** Passage to read follows **

Similar meanings tend to cluster in embedding space
A classic example: the difference between the vectors for woman and man is similar to the difference between king and queen. If you take "king," add the direction of "woman" minus "man," you land near "queen." Family relations illustrate the idea even better.
Embedding directions can encode relationships
One direction in embedding space encodes gender information
Directions can encode nationality and historical roles
Dot Product
Remember dot products? I certainly hope so. In either case, let's recap how they are used to represent alignment between vectors. They are:
- positive when they point the same way,
- zero when perpendicular,
- negative when they point in opposite directions.
Dot products measure alignment between vectors
For example, suppose we test whether "cats" minus "cat" represents a plurality direction. Taking the dot product of this difference vector with various singular and plural nouns shows that plural words consistently score higher. Dot it with "one," "two," "three," "four" and you get increasing values, as if the model actually quantifies how plural a word is.

** End of Passage to read **
** Dataset entries follows **

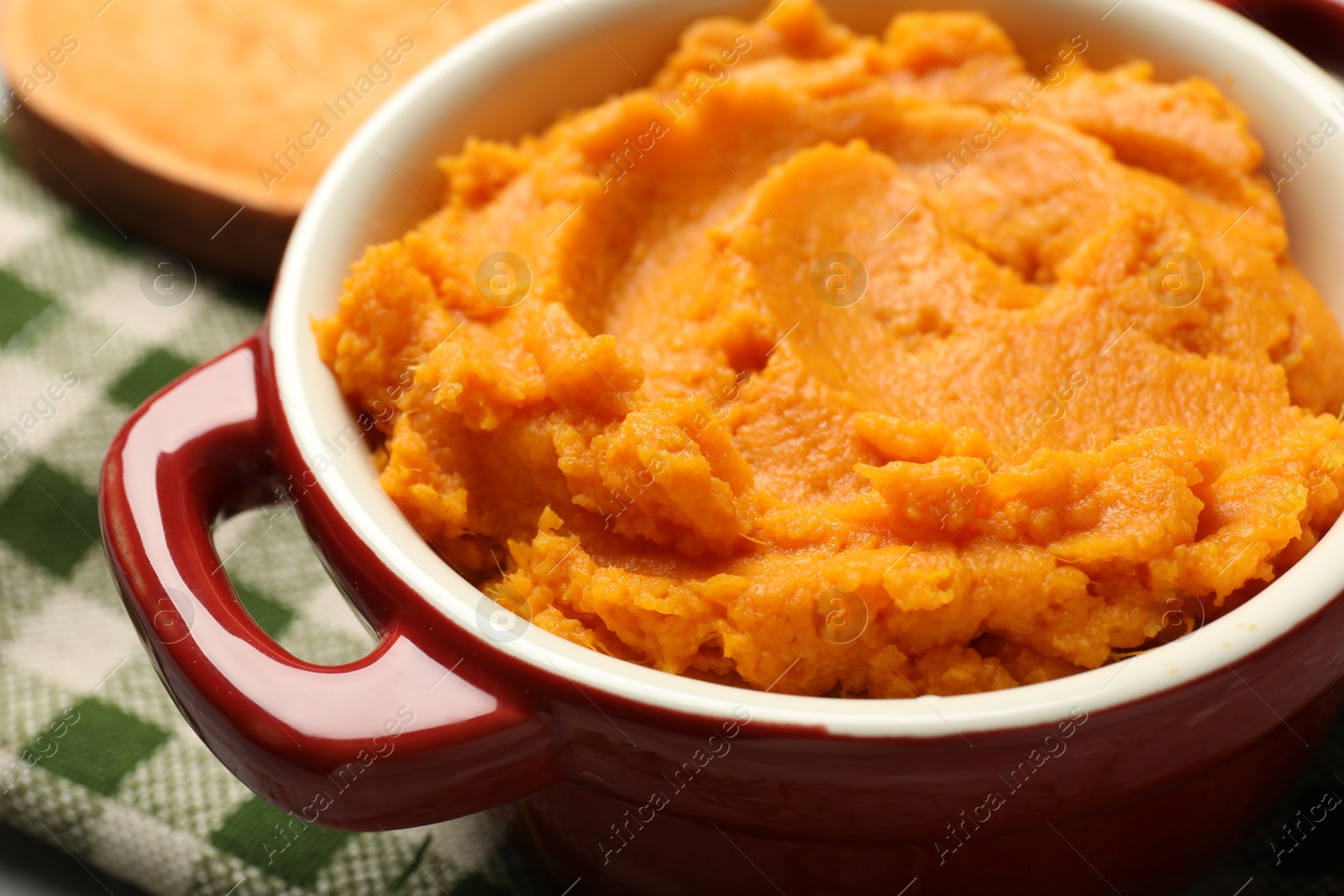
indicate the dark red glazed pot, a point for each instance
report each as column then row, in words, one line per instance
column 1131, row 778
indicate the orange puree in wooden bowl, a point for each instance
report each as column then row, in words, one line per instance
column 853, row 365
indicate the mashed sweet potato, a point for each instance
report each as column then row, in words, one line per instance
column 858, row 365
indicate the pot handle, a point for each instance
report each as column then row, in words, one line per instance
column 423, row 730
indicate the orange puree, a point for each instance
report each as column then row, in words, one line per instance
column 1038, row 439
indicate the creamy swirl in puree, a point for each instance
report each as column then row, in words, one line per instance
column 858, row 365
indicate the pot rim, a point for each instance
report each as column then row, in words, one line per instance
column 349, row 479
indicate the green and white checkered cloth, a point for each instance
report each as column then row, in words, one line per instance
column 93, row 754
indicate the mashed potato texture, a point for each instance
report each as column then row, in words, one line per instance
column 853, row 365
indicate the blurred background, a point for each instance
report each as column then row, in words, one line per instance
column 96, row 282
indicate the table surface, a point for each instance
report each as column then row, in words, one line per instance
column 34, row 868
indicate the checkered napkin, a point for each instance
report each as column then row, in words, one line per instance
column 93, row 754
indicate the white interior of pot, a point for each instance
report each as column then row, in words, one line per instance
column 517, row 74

** End of Dataset entries **

§ Actions to take
**A)** How would you translate this sentence from the passage on embeddings into Spanish: "Taking the dot product of this difference vector with various singular and plural nouns shows that plural words consistently score higher."
**B)** Can you sum up the passage on embeddings in two sentences?
**C)** Answer these questions from the passage on embeddings:
(i) Near which word do you land when you add the direction of "woman" minus "man" to "king"?
(ii) What is the dot product of two perpendicular vectors?
(iii) What values do you get when you dot the "cats" minus "cat" difference vector with "one," "two," "three," "four"?

§ Completed exercise
**A)** Al calcular el producto escalar de este vector de diferencia con varios sustantivos en singular y en plural, se observa que las palabras en plural obtienen sistemáticamente puntuaciones más altas.

**B)** Similar meanings cluster in embedding space, and directions in that space can encode relationships such as gender, nationality and historical roles, so that adding the direction of "woman" minus "man" to "king" lands near "queen." Dot products, which are positive, zero or negative depending on how vectors align, show that plural nouns score higher along the "cats" minus "cat" direction and that "one," "two," "three," "four" give increasing values.

**C)**
(i) "Queen."
(ii) Zero.
(iii) Increasing values.